Exercise
The listing below is to be reproduced in full, exactly as given.

Records shown
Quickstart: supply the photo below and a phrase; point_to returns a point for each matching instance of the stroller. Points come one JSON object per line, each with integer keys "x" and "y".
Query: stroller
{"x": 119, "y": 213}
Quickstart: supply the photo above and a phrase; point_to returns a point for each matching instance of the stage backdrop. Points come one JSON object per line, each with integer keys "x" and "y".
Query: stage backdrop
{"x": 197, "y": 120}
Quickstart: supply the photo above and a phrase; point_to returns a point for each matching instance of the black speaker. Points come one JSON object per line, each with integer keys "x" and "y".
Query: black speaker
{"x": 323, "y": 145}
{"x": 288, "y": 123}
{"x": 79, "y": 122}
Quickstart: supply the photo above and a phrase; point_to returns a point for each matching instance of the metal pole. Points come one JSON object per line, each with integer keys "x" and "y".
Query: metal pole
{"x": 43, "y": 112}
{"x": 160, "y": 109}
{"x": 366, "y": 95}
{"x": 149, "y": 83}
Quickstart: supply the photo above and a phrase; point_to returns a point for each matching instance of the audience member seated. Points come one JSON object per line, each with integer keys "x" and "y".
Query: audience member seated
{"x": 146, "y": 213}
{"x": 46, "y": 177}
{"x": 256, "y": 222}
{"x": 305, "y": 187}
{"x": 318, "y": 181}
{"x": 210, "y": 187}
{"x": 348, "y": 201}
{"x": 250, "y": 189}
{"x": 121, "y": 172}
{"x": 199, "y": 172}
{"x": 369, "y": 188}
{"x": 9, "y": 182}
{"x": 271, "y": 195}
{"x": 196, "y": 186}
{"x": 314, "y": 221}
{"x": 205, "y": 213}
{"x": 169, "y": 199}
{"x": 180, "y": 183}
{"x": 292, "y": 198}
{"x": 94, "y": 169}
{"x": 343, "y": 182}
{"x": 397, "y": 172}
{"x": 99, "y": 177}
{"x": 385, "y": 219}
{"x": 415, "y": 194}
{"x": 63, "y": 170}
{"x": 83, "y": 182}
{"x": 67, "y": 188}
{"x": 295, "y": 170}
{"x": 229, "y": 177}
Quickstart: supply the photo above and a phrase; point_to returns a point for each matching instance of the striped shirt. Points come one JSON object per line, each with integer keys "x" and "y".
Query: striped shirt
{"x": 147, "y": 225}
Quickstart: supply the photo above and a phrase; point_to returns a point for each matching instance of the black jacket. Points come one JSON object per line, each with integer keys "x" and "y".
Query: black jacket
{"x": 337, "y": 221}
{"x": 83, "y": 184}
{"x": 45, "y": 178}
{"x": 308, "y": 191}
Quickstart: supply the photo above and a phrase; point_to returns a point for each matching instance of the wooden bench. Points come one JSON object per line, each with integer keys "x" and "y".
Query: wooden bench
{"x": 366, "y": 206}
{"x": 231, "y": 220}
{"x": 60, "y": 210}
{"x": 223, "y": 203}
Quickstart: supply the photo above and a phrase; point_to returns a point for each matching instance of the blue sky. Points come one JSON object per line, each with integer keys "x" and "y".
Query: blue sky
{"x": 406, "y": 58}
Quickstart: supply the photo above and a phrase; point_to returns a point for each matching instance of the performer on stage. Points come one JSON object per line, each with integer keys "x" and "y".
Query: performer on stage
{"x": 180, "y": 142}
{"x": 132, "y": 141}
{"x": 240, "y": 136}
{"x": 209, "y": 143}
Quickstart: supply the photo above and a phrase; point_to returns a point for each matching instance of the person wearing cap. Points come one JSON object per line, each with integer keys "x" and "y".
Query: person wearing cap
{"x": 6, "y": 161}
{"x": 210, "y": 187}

Your response
Quickstart: supply the photo below and a phrase; point_to returns a point for each matching instance of the stroller. Points come one JSON object per line, each with integer keys "x" and "y".
Query: stroller
{"x": 119, "y": 213}
Quickstart: supply the photo above and a phrase; point_to returns a point for each matching instance of the stage backdrop. Points come one JSON object per line, each with integer keys "x" and "y".
Query: stage backdrop
{"x": 197, "y": 120}
Quickstart: supply the photo above and a phrase; point_to returns a point for each matching instance of the black speaker. Points come one JSON object per line, each with integer keys "x" and "y".
Query: black speaker
{"x": 323, "y": 145}
{"x": 288, "y": 123}
{"x": 79, "y": 122}
Quickstart: supply the photo above and a phrase; point_to returns a point for each matching instance of the metal pole. Points come one JSON object per line, each with integer keys "x" and "y".
Query: metal pole
{"x": 43, "y": 112}
{"x": 160, "y": 109}
{"x": 366, "y": 95}
{"x": 149, "y": 83}
Quickstart: supply the photo above and a phrase; point_to returns a point for each matching instance of the audience member seated. Points come one JSON object per line, each with integer keys "x" and "y".
Query: audience member seated
{"x": 146, "y": 213}
{"x": 46, "y": 177}
{"x": 256, "y": 222}
{"x": 305, "y": 187}
{"x": 318, "y": 181}
{"x": 210, "y": 187}
{"x": 348, "y": 201}
{"x": 250, "y": 189}
{"x": 121, "y": 172}
{"x": 199, "y": 172}
{"x": 369, "y": 188}
{"x": 9, "y": 182}
{"x": 271, "y": 195}
{"x": 196, "y": 186}
{"x": 314, "y": 221}
{"x": 205, "y": 213}
{"x": 169, "y": 199}
{"x": 180, "y": 183}
{"x": 292, "y": 198}
{"x": 94, "y": 169}
{"x": 343, "y": 182}
{"x": 397, "y": 172}
{"x": 99, "y": 177}
{"x": 385, "y": 219}
{"x": 415, "y": 194}
{"x": 63, "y": 170}
{"x": 83, "y": 182}
{"x": 67, "y": 188}
{"x": 295, "y": 170}
{"x": 229, "y": 177}
Quickstart: supply the photo above and a phrase; point_to returns a point for each matching instance of the striped shirt. Points come one JSON object per line, each with integer keys "x" and "y".
Query: striped shirt
{"x": 147, "y": 225}
Quickstart: supply the photo above and a phrase; point_to returns a point for each matching instance of the black jacket. Points come one JSON object per line, each with integer keys "x" and "y".
Query: black jacket
{"x": 337, "y": 221}
{"x": 83, "y": 184}
{"x": 45, "y": 178}
{"x": 308, "y": 191}
Quickstart: supply the photo above and a phrase; point_to returns a point for each matching instance of the wooden bench. Points come one JSON object per line, each with integer keys "x" and "y".
Query: wooden bench
{"x": 366, "y": 206}
{"x": 231, "y": 220}
{"x": 60, "y": 210}
{"x": 223, "y": 203}
Quickstart: supply the photo above and a phrase; point_to returns a point for each matching instance of the blue sky. Points come one JSON object per line, each with integer keys "x" and "y".
Query: blue sky
{"x": 406, "y": 58}
Quickstart: supply the photo above and a phrase; point_to returns a point for each matching instance of the performer on stage. Points come one JSON object per line, each with integer keys "x" and "y".
Query: performer on stage
{"x": 180, "y": 142}
{"x": 132, "y": 141}
{"x": 240, "y": 136}
{"x": 209, "y": 143}
Quickstart: supply the photo above and a phrase; point_to returns a point for each matching instance of the person wearing cap. Points come one JSON object per line, each with integer keys "x" and "y".
Query: person wearing cap
{"x": 6, "y": 161}
{"x": 210, "y": 187}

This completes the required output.